MATERIAL FOR THE TASK:
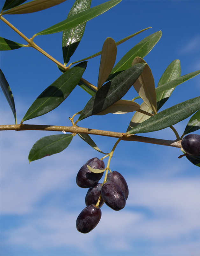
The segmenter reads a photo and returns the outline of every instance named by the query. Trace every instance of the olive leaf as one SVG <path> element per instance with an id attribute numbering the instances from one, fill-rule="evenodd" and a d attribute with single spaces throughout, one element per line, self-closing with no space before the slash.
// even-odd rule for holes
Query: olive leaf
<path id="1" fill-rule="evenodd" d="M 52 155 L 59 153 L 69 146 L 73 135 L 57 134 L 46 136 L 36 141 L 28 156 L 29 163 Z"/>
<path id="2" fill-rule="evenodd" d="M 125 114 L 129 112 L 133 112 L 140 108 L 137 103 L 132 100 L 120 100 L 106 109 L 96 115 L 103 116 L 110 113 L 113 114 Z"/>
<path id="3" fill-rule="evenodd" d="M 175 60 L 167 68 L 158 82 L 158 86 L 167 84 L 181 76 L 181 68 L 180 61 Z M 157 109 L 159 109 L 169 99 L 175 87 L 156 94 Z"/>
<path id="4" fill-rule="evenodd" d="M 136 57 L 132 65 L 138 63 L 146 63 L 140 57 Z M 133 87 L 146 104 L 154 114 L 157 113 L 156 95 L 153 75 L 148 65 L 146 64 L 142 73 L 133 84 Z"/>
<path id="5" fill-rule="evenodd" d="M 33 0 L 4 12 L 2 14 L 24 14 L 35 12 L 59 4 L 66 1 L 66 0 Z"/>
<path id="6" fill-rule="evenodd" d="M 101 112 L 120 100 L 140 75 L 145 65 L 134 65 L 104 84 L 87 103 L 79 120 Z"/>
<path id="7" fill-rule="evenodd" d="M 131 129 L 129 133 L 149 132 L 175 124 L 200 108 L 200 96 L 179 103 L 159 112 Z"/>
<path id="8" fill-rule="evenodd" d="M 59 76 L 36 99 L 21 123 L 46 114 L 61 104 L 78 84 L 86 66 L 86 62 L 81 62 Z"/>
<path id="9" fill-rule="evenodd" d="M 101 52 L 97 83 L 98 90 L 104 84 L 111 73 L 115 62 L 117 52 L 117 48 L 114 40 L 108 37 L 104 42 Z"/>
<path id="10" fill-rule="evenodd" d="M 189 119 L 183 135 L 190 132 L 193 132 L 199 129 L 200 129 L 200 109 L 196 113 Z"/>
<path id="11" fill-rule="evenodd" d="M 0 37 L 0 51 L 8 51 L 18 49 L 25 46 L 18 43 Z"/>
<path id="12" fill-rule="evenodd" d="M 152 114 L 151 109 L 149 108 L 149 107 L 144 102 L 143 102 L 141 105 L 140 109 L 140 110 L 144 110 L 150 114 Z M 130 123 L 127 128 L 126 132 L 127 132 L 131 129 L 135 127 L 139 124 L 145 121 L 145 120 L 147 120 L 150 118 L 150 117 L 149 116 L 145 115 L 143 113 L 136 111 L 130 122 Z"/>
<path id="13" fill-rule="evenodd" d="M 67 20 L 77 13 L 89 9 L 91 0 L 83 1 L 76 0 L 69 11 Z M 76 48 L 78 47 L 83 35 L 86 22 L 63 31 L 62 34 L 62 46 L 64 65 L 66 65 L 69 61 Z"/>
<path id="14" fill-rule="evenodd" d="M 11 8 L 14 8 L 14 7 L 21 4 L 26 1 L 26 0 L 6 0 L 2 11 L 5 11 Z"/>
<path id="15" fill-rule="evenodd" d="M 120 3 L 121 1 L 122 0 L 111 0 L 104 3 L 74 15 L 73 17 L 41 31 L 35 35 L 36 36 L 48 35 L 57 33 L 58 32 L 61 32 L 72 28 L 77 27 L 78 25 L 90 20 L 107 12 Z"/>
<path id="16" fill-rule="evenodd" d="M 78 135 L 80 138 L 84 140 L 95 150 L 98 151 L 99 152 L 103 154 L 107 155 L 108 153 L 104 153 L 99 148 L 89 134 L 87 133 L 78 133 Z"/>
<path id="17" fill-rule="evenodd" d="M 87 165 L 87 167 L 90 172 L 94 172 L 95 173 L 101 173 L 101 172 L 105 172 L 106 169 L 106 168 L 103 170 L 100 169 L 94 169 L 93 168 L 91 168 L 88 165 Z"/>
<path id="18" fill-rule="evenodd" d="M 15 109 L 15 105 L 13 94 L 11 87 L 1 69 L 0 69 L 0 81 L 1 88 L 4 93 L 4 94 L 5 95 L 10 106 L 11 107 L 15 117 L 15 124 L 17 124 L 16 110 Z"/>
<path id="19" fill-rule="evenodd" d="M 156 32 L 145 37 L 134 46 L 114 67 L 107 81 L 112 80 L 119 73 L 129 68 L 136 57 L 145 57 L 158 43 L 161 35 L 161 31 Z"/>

---

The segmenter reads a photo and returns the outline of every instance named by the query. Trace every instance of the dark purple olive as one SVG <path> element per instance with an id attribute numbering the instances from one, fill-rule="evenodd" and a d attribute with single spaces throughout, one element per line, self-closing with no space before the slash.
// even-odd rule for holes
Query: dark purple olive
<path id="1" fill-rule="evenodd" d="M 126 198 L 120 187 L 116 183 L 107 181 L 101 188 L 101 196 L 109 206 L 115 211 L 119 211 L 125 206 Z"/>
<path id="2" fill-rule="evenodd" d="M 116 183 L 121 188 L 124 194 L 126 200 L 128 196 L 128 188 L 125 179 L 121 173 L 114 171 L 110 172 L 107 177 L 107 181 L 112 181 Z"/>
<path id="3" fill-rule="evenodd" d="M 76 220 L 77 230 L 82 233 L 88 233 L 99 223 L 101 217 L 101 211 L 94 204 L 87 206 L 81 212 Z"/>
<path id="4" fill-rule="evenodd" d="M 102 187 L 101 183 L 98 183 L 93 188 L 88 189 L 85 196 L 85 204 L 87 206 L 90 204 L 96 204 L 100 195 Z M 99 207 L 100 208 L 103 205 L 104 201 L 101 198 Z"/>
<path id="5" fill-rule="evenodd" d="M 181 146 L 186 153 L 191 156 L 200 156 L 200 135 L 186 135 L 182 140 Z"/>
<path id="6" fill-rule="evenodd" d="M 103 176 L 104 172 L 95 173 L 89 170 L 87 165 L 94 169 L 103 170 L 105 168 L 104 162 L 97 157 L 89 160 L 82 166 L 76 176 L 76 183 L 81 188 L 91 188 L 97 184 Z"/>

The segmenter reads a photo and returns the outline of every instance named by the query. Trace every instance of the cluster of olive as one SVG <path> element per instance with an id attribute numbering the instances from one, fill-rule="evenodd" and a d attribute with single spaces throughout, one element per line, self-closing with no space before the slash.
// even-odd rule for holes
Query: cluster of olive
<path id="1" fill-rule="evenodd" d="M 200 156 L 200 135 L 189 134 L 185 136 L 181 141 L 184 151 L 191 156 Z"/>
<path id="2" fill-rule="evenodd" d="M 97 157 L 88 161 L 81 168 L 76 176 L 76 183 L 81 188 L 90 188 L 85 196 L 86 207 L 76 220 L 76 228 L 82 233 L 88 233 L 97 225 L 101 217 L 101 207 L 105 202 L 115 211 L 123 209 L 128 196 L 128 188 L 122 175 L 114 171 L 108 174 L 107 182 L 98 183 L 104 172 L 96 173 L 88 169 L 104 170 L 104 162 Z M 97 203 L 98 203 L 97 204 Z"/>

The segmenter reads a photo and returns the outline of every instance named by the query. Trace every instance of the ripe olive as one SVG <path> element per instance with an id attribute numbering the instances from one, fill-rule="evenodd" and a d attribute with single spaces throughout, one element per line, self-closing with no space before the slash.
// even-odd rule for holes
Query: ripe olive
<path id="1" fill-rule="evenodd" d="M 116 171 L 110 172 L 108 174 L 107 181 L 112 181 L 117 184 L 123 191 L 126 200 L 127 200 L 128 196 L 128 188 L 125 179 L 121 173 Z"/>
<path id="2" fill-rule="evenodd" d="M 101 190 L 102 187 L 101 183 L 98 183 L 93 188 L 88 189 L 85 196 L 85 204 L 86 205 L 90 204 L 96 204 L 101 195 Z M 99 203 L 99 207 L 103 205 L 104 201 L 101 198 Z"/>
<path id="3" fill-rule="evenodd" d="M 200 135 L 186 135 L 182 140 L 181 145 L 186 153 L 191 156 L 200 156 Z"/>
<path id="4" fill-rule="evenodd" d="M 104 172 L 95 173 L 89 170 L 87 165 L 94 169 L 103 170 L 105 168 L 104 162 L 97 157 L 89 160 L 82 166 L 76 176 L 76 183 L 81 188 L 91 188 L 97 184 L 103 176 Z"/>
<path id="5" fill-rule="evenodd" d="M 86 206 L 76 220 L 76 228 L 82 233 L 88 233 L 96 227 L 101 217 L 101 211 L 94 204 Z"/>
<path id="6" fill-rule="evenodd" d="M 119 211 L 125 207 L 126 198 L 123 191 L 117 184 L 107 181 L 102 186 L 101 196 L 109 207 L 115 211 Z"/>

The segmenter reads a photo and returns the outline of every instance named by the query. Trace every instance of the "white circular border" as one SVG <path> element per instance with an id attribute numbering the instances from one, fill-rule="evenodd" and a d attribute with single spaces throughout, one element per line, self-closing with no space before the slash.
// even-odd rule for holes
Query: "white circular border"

...

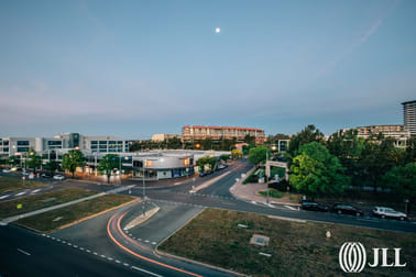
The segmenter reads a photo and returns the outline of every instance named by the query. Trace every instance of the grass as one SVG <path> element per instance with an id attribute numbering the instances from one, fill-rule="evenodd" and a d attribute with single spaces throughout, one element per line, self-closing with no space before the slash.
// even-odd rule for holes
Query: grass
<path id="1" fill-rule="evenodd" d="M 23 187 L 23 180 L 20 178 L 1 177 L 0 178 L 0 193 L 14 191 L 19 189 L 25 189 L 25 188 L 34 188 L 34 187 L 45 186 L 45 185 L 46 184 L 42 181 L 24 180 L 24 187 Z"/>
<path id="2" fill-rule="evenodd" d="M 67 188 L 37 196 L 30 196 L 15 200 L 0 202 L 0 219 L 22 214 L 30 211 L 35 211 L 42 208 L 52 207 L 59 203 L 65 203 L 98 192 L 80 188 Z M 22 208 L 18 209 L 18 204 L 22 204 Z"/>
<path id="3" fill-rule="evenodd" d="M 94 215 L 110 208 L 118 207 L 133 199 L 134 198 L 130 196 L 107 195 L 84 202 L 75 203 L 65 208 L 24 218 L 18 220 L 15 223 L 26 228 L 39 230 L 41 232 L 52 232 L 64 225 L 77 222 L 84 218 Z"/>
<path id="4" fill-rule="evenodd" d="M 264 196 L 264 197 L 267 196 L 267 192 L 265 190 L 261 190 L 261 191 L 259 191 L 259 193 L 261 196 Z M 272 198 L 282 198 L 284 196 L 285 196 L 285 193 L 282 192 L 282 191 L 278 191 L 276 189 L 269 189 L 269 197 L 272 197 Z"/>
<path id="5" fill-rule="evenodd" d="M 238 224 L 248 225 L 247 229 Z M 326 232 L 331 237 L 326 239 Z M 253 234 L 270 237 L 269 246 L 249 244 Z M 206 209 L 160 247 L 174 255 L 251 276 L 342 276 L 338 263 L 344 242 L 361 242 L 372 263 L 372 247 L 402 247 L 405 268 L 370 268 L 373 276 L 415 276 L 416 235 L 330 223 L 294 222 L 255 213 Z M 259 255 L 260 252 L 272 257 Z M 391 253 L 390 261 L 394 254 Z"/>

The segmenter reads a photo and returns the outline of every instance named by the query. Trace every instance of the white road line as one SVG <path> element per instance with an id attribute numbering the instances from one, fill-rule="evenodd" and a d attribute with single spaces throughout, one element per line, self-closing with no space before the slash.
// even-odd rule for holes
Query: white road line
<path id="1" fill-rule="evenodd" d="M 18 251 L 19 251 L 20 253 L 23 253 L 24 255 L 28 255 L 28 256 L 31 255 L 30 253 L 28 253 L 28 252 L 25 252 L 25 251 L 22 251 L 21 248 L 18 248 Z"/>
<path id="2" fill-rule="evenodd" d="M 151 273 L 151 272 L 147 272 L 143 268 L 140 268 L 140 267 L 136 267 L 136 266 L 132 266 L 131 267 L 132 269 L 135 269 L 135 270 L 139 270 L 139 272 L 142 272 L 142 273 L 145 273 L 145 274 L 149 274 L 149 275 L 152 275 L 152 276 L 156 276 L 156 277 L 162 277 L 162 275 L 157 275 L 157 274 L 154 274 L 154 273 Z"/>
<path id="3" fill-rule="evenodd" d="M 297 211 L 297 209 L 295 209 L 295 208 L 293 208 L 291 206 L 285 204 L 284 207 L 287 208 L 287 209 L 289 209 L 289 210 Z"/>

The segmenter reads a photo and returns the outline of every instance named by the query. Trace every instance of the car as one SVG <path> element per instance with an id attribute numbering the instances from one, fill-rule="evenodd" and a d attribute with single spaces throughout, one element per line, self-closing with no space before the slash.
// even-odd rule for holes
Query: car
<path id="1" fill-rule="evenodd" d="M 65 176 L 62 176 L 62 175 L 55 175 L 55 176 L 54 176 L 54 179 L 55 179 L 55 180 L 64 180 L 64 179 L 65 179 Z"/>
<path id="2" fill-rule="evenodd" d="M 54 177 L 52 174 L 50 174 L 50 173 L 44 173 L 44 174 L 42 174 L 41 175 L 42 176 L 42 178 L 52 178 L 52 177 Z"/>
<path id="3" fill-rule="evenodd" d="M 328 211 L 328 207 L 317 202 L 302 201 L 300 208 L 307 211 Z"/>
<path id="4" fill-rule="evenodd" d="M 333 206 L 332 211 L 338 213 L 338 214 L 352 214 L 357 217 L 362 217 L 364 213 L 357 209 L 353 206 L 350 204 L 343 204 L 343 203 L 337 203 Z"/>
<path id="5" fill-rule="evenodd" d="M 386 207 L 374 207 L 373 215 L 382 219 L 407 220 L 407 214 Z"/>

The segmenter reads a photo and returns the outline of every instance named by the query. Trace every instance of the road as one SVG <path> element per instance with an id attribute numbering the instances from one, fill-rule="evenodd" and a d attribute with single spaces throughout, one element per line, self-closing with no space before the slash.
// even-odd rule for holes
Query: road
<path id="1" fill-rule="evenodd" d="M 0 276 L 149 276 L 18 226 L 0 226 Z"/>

GIVEN INSTRUCTION: Arrange the data from the line with "of the olive" up to and including the line with "0 37 L 0 51" as a two-column CSV with the headers input and output. Give one row per input with its answer, putting each value in a single quoted field and replacing line breaks with spaces.

RESULT:
input,output
"The segmenter reads a photo and returns the outline of every instance named by the query. Trace every instance of the olive leaf as one SVG <path> element per instance with an id attribute numbering the instances from one, fill-rule=""evenodd"" and a d attribute with single spaces throughout, one element per line, self-closing with no space before the slash. // even-odd rule for holes Query: olive leaf","<path id=""1"" fill-rule=""evenodd"" d=""M 52 155 L 59 153 L 69 146 L 73 135 L 57 134 L 46 136 L 36 141 L 28 156 L 29 163 Z""/> <path id=""2"" fill-rule=""evenodd"" d=""M 125 114 L 129 112 L 133 112 L 140 108 L 137 103 L 132 100 L 120 100 L 106 109 L 96 115 L 103 116 L 110 113 L 113 114 Z""/> <path id=""3"" fill-rule=""evenodd"" d=""M 175 60 L 167 68 L 158 82 L 158 86 L 167 84 L 181 76 L 181 68 L 180 61 Z M 157 109 L 159 109 L 169 99 L 175 87 L 156 94 Z""/> <path id=""4"" fill-rule=""evenodd"" d=""M 136 57 L 132 65 L 138 63 L 146 63 L 140 57 Z M 133 87 L 146 104 L 154 114 L 157 113 L 156 95 L 153 75 L 148 65 L 146 64 L 142 73 L 133 84 Z""/> <path id=""5"" fill-rule=""evenodd"" d=""M 33 0 L 4 12 L 2 14 L 24 14 L 35 12 L 59 4 L 66 1 L 66 0 Z""/> <path id=""6"" fill-rule=""evenodd"" d=""M 101 112 L 120 100 L 140 75 L 145 65 L 134 65 L 104 84 L 87 103 L 79 120 Z""/> <path id=""7"" fill-rule=""evenodd"" d=""M 131 129 L 129 133 L 149 132 L 175 124 L 200 108 L 200 96 L 179 103 L 159 112 Z""/> <path id=""8"" fill-rule=""evenodd"" d=""M 59 76 L 36 99 L 21 123 L 46 114 L 61 104 L 78 84 L 86 66 L 86 62 L 81 62 Z""/> <path id=""9"" fill-rule=""evenodd"" d=""M 101 52 L 97 83 L 98 90 L 104 84 L 111 73 L 115 62 L 117 52 L 117 48 L 114 40 L 108 37 L 104 42 Z""/> <path id=""10"" fill-rule=""evenodd"" d=""M 189 119 L 183 135 L 190 132 L 193 132 L 199 129 L 200 129 L 200 109 L 196 113 Z""/> <path id=""11"" fill-rule=""evenodd"" d=""M 0 37 L 0 51 L 8 51 L 18 49 L 25 46 L 18 43 Z""/>"